MTA chief repudiates photographer curbs

The head of the Maryland Transit Administration flatly repudiated Wednesday the efforts by some of the agency's police officers to forbid photographers from shooting pictures of MTA equipment or from MTA property, vowing to settle all the issues raised by the American Civil Liberties Union of Maryland before a lawsuit can be filed.

Agency Administrator Ralign T. Wells said MTA officers were not properly representing MTA policy when they ordered two amateur photographers to stop taking pictures and video of light rail trains earlier this year. Wells said he would apologize to the photographers and take steps to make sure that officers respect the First Amendment rights of photographers.

"We don't have a policy restricting photography," Wells said. "The actions of some of these officers are not reflective of the agency stance."

The MTA chief offered an explanation, but not an excuse, for why transit police officers ordered Olev Taremae of Bethlehem, Pa., and Christopher Fussell of Portland, Ore., to stop taking pictures and video in two separate incidents in February and March.

"There's just a high sensitivity post-9/11 to photographers. We obviously have to back off of that," he said.

 

The ACLU told MTA Transit Police Chief John E. Gavrilis in a letter Tuesday that it would file a lawsuit over his officers actions in the two incidents if the agency did not make amends to its clients and issue a new policy upholding the rights of photographers. The group gave the MTA until Sept. 1 to make those changes of face legal action.

Wells told The Sun his agency would settle its issues with the ACLU without any need for litigation.

"We're going to work with the ACLU on any of their concerns," he said. "In no way are we battling the ACLU on this. We are in complete agreement with them on this."

Wells pointed to a posted policy on the MTA web site that states: "A permit is not required for non-commercial, personal-use filming or photography by the general public that does not interfere with transit operations or safety."

However, the day before, an MTA spokesman seemed unaware of the policy and pointed a reporter to language emphasizing a need to seek a permit before taking pictures at or of MTA property.

The MTA is the latest of many transportation agencies across the country that have been forced to back down from formal or informal curbs on photography in the aftermath of 9/11.

Wells said the policy allowing photography had been restated to officers in February and March. He said the ACLU letter and a Sun article Wednesday about the controversy would be brought up at roll calls Wednesday and throughout the week.

------------

● **TASK REQUIREMENTS**
Write the next part of the news article about the MTA chief rejecting limits on photographers, starting after its final sentence.

------------

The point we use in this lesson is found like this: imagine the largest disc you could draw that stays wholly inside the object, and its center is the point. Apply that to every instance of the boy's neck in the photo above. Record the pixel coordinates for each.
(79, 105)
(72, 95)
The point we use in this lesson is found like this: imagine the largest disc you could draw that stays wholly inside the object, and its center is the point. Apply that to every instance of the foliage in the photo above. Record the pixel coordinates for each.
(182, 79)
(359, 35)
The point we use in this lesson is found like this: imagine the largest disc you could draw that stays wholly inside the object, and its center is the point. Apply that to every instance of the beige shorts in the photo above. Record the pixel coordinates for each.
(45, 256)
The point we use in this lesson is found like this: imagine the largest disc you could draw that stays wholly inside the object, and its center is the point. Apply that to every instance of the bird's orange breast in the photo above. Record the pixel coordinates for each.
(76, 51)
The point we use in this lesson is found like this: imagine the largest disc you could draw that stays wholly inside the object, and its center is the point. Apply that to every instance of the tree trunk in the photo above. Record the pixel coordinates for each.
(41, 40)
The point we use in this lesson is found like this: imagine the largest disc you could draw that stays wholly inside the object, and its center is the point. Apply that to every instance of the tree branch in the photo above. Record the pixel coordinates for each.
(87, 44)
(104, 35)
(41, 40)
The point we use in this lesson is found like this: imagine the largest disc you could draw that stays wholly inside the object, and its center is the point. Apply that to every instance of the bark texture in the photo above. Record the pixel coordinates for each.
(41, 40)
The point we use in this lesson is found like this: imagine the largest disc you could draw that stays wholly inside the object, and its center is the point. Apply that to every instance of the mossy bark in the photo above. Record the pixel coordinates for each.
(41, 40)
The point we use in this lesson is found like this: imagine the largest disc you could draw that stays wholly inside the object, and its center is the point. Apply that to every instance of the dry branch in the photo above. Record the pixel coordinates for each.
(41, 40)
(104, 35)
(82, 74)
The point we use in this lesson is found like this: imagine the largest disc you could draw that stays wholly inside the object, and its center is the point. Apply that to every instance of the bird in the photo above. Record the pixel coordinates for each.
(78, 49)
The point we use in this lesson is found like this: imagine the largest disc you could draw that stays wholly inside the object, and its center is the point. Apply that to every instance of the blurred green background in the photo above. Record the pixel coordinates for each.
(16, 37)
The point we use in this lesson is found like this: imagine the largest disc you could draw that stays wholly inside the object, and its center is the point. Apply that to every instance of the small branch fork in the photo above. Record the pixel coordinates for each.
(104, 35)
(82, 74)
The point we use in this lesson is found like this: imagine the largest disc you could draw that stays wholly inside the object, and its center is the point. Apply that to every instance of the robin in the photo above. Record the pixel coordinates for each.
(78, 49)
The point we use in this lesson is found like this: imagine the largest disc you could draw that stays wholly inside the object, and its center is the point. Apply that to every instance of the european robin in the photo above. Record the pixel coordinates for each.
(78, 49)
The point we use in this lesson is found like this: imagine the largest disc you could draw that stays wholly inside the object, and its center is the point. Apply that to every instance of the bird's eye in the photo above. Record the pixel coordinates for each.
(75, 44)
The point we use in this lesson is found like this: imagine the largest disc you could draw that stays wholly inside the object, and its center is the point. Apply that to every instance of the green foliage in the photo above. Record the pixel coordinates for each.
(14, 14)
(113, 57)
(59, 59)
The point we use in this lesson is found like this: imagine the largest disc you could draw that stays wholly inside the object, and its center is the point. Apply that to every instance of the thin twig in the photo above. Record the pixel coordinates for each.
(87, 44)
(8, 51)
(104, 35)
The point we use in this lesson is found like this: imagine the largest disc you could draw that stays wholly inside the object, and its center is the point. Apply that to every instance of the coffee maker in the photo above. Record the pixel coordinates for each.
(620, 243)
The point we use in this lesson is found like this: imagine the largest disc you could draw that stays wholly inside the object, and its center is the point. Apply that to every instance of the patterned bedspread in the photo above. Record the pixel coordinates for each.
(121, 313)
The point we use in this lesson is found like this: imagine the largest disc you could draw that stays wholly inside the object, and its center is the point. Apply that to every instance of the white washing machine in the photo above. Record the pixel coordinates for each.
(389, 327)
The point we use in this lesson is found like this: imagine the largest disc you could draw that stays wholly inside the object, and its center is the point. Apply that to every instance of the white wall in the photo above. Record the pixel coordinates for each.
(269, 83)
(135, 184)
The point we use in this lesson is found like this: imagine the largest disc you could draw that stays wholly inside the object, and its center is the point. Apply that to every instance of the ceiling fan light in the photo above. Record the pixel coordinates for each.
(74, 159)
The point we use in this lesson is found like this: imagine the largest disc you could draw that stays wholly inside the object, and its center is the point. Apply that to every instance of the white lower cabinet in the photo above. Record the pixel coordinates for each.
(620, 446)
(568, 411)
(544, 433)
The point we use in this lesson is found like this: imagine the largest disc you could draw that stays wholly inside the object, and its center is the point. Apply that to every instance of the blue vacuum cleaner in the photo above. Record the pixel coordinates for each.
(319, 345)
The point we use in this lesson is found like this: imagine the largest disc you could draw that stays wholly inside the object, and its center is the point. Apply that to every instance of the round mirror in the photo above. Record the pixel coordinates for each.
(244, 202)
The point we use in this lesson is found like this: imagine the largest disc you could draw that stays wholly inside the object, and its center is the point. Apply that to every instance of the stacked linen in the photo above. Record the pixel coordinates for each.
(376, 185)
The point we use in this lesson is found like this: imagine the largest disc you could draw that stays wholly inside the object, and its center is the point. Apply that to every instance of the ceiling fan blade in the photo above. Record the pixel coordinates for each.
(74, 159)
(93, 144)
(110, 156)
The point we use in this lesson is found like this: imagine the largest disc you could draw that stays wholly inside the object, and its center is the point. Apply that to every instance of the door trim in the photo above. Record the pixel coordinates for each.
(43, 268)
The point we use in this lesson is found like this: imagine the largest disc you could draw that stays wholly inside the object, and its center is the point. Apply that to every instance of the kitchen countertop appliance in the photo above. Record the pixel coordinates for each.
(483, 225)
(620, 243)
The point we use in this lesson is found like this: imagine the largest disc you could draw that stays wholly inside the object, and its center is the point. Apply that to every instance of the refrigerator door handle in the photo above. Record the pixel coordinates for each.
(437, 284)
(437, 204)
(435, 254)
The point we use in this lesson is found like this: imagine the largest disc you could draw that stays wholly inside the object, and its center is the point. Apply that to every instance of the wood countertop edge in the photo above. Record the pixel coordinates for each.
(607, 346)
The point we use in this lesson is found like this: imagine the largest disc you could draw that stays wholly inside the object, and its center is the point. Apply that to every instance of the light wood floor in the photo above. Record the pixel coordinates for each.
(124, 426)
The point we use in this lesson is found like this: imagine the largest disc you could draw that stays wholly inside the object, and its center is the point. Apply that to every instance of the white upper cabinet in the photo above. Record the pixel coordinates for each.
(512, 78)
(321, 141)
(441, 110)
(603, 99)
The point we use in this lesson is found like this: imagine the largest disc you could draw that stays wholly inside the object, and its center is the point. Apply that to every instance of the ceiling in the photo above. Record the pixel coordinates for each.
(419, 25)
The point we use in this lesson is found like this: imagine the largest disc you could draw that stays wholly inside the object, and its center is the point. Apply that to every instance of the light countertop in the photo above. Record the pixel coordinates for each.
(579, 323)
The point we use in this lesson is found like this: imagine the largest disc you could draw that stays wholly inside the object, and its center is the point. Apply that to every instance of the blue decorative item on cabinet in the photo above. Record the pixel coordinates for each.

------------

● **RESPONSE**
Wells said MTA officers may approach a photographer and ask to voluntarily produce identification.

The MTA chief said officers who are found to have misstated Maryland law or MTA policy in exchanges with photographers could be subject to "administrative" discipline.

"The chief is very aggressive with taking administrative action with employees who are not in line with our procedures and rules and regulations," Wells said.

Posted by Michael Dresser at 10:16 AM | | Comments (22)
Categories: On the roads
        

Comments

Do I have the right not to be photographed on an MTA train?

COMMENT: It is a public place. There is no general right not to be photographed in a public place.

Anyone care to start a pool for how long before an MTA officer harasses a photographer?

Do not be fooled by the MTA Administrator's groveling.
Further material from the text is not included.